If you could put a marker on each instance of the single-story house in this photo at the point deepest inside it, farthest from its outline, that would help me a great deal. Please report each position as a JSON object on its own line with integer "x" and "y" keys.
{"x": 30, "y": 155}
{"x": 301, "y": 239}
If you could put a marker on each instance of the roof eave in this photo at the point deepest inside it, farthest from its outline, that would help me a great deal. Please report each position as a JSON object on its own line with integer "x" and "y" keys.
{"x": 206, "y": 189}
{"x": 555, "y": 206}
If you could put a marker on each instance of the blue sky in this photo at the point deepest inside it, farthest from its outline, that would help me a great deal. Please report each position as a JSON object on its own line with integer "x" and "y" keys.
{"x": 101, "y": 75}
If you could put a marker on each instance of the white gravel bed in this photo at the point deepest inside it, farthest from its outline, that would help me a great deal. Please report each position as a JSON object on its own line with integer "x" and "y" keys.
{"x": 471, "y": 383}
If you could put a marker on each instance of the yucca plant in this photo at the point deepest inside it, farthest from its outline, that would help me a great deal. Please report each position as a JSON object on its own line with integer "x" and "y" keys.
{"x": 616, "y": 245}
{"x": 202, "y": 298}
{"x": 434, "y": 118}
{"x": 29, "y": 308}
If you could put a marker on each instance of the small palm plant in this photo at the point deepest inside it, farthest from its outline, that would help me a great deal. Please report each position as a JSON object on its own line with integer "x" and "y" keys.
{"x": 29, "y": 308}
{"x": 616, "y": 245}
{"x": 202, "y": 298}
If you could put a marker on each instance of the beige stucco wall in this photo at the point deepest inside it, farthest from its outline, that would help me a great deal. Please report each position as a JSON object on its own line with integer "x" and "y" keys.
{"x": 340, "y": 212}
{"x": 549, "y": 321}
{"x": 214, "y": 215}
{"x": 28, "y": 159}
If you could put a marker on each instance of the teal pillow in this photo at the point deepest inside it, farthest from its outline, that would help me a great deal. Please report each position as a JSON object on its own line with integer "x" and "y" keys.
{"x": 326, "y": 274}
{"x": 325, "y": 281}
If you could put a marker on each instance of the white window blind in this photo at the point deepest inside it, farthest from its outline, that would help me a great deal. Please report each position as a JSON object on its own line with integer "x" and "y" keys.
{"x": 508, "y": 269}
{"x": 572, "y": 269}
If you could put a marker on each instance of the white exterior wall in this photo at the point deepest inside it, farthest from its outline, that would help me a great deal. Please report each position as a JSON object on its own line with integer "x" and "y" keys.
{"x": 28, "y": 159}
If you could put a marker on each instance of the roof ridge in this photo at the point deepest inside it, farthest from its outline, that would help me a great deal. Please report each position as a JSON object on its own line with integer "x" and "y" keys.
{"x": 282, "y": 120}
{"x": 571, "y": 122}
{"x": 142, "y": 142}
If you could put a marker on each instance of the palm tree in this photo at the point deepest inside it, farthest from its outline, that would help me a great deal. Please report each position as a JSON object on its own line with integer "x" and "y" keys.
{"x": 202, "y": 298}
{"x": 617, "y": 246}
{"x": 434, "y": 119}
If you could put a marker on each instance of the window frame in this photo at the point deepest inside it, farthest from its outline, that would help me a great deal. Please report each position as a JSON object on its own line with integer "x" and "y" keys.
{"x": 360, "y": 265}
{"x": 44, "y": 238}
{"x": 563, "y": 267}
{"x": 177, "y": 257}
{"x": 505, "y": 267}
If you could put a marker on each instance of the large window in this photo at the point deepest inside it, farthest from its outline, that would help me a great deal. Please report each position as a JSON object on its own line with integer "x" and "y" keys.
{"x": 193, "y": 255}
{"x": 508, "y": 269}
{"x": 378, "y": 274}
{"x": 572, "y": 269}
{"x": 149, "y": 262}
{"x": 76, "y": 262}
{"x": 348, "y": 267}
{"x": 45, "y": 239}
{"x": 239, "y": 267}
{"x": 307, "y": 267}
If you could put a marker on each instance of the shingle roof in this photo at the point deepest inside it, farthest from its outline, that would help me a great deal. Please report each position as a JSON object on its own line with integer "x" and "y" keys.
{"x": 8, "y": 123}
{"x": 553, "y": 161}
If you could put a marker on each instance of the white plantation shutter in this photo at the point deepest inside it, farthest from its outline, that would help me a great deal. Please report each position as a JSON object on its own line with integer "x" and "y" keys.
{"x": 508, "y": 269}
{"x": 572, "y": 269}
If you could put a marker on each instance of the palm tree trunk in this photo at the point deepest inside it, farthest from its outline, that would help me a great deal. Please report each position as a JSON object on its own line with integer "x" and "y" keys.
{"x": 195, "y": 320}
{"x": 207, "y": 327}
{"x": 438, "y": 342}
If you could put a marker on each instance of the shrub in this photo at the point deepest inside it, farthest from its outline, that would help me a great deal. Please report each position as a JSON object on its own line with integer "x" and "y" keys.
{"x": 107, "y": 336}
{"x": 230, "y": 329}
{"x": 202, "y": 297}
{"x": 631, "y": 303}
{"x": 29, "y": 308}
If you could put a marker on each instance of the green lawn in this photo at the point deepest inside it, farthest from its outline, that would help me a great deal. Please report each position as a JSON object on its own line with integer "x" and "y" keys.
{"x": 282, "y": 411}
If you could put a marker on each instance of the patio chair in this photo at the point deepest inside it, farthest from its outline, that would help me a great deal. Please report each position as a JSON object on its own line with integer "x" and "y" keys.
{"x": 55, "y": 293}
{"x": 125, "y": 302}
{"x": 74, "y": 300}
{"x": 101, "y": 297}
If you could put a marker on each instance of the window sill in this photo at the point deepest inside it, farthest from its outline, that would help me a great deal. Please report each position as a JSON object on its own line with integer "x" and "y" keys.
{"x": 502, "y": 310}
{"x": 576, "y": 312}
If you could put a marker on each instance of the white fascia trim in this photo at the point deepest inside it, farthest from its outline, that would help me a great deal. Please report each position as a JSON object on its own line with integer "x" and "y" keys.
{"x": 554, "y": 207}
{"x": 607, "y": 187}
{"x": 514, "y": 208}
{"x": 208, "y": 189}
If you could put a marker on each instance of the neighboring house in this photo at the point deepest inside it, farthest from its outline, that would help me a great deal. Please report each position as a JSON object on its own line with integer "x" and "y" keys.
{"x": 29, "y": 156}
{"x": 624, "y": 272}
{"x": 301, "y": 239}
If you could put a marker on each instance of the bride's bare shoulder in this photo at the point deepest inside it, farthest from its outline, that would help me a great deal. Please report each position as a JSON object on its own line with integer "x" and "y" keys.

**WORK TO BE COMPLETED**
Reproduce every row above verbatim, from the first through the last, changing no character.

**TASK RESULT**
If you could put a marker on each instance of the single-story house in this photo at the point deepest inside it, farthest from its outline, that would help me a great deal. Please report each position as a JSON object on its own line with integer "x" and "y" keys.
{"x": 30, "y": 155}
{"x": 301, "y": 239}
If you could put a marker on each instance of the roof eave in this photo at the point deepest inside it, farthest from its outline, that would help me a great deal. Please report each position as a JSON object on its own line with integer "x" and "y" keys.
{"x": 206, "y": 189}
{"x": 555, "y": 206}
If you could put a marker on each instance of the blue sky in this photo at the point deepest inside it, farthest from its outline, that would help me a great deal. Please report each position as a JSON object on its own line with integer "x" and "y" keys.
{"x": 101, "y": 75}
If you could put a marker on each instance of the white gravel bed in this photo at the point deepest inside it, farthest from its outline, that would help me a great deal. Please report each position as a JSON object on its own line with integer "x" and "y" keys.
{"x": 471, "y": 383}
If you could put a marker on each instance of the yucca plant in this photo at the point deepest inside it, farthest from its outline, that would help me a great deal. Please report each position as a JSON object on its own line with integer "x" and "y" keys.
{"x": 616, "y": 245}
{"x": 202, "y": 298}
{"x": 434, "y": 118}
{"x": 29, "y": 308}
If you could put a marker on each instance of the small palm plant in this photo at the point deepest inside it, farthest from its outline, that would help me a great deal. Please report each position as a JSON object on its own line with integer "x" and "y" keys.
{"x": 29, "y": 308}
{"x": 616, "y": 245}
{"x": 202, "y": 298}
If you could put a marker on each instance of the beige stucco wall in this photo at the point deepest inside it, farthest from its outline, that would help me a great deal. Please report each position as a JSON object on its own line with integer "x" and "y" keys.
{"x": 340, "y": 212}
{"x": 549, "y": 321}
{"x": 214, "y": 215}
{"x": 28, "y": 159}
If you could put a marker on each instance of the teal pillow in this photo at the point deepest inside it, farthest from its outline, that would help me a great deal. Please report each position as a JSON object on its own line with integer "x" and "y" keys.
{"x": 326, "y": 274}
{"x": 325, "y": 281}
If you could put a marker on each instance of the white window blind in this photo at the point deepest inside it, farthest from its outline, that would help me a great deal. Please report each position as a JSON object on its own line with integer "x" and "y" keys.
{"x": 508, "y": 269}
{"x": 572, "y": 269}
If you could put a marker on each instance of the white exterior wall in this photo at the point deepest inside it, farthest from its outline, that would help me a great deal. Please report each position as a JSON object on its own line with integer "x" and "y" keys.
{"x": 28, "y": 159}
If you could put a marker on each instance of the roof ridge in this photo at the point deepest inside it, farthest from its outline, that would help me a great deal. Please report each position as a JSON object on its own line with integer "x" and "y" keys.
{"x": 282, "y": 120}
{"x": 571, "y": 122}
{"x": 142, "y": 142}
If you could put a marker on each instance of the palm tree in this photo at the point deepest inside it, farthest from its outline, that would help me a great deal. Please report each position as a JSON object on its own line with integer "x" and "y" keys.
{"x": 202, "y": 298}
{"x": 617, "y": 246}
{"x": 434, "y": 119}
If you could put a marker on each instance of the window frame in this photo at the point deepest inside it, farthest from its outline, that would help me a great deal. Please report each position as a JSON object on its own line with integer "x" and "y" keys.
{"x": 360, "y": 265}
{"x": 44, "y": 238}
{"x": 563, "y": 267}
{"x": 177, "y": 257}
{"x": 505, "y": 267}
If you could put a marker on each instance of the large window in this photo at the point deepest inside it, farthest from its outline, that would help me a great deal. Please report each position as a JSON object on its own line with integer "x" and "y" keys.
{"x": 193, "y": 255}
{"x": 508, "y": 269}
{"x": 378, "y": 274}
{"x": 572, "y": 269}
{"x": 149, "y": 262}
{"x": 76, "y": 262}
{"x": 348, "y": 267}
{"x": 45, "y": 239}
{"x": 239, "y": 267}
{"x": 307, "y": 267}
If you could put a marker on each instance of the shingle roof in this photo at the point deepest inside it, farthest from its outline, that would help me a great deal. Please report each position as a JSON object on its own line with integer "x" and "y" keys.
{"x": 8, "y": 123}
{"x": 553, "y": 161}
If you could put a marker on each instance of the white plantation shutter in this photo at the point deepest inside it, farthest from its outline, that would help me a great deal. Please report each position as a JSON object on its own line with integer "x" and "y" keys.
{"x": 508, "y": 269}
{"x": 572, "y": 269}
If you could put a marker on each instance of the palm tree trunk in this photo at the point deepest inside it, farthest from its outline, that would help me a great deal. Please report each position as a JSON object on its own line with integer "x" and "y" keys.
{"x": 195, "y": 320}
{"x": 207, "y": 327}
{"x": 438, "y": 342}
If you could put a marker on each instance of the shrub in this photo at the point deepest inside it, farthest from its outline, that would help me a great deal. Please report each position as a JSON object on its own line with integer "x" and "y" keys.
{"x": 107, "y": 336}
{"x": 230, "y": 329}
{"x": 202, "y": 297}
{"x": 631, "y": 303}
{"x": 29, "y": 308}
If you could put a marker on each instance of the green lawn in this photo at the point deepest inside it, farthest from its outline, that would help me a great deal. Please report each position as a JSON object on its own line with integer "x" and "y" keys.
{"x": 282, "y": 411}
If you could put a marker on each instance of the patio chair in this photo at the point deepest inside it, farthest from its outline, that would help me a great deal. Please report each position as a JSON object on its own line with integer "x" and "y" keys.
{"x": 55, "y": 293}
{"x": 125, "y": 302}
{"x": 74, "y": 300}
{"x": 101, "y": 297}
If you could put a marker on each instance of the window sill in this photo at the point deepest inside it, farthest from its outline, that would help me a great deal. Please report each position as a JSON object on its own line with integer "x" and "y" keys.
{"x": 502, "y": 310}
{"x": 576, "y": 312}
If you could put a marker on each instance of the white fascia trim in this photo at the point deepest inside it, farthest from its outline, that would help me a great deal. Please report each position as a JSON object on its own line with integer "x" and "y" keys.
{"x": 554, "y": 207}
{"x": 607, "y": 187}
{"x": 514, "y": 208}
{"x": 208, "y": 189}
If you could put a marker on each instance of the neighboring house in this photo at the point deepest inside it, farthest from its outline, that would help me a great deal. Please report each position as a JSON object on its own line with integer "x" and "y" keys.
{"x": 29, "y": 156}
{"x": 624, "y": 272}
{"x": 301, "y": 239}
If you could put a marker on each instance of the bride's bare shoulder in this photo at the point deepest inside it, farthest from its outline, that would help me a great deal. Please report each position as a JSON object on its own line with integer "x" and "y" keys.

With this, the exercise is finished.